> [Set task]:
Resize the box coordinates in the data by multiplying each one by 0.65 and rounding to whole numbers, with halves rounded up. Begin at the line that has "To demonstrate, locate the blue" and stop at the end of the data, writing out every line in that span again, the request line included.

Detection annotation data
※

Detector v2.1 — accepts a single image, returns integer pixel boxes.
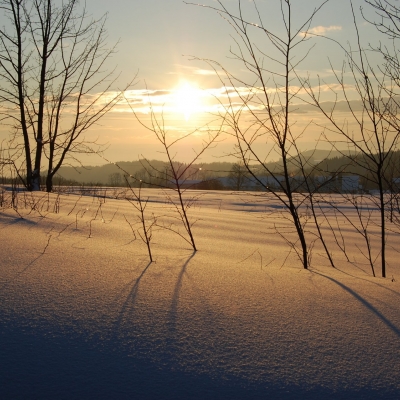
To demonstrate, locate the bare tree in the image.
[307,3,400,277]
[191,0,326,269]
[0,0,128,191]
[228,161,249,191]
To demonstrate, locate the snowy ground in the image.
[0,190,400,399]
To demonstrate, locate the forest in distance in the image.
[0,150,400,191]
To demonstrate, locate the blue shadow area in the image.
[0,318,400,400]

※

> [Written response]:
To demonstrate, locate the blue shadow area in the image.
[0,207,260,260]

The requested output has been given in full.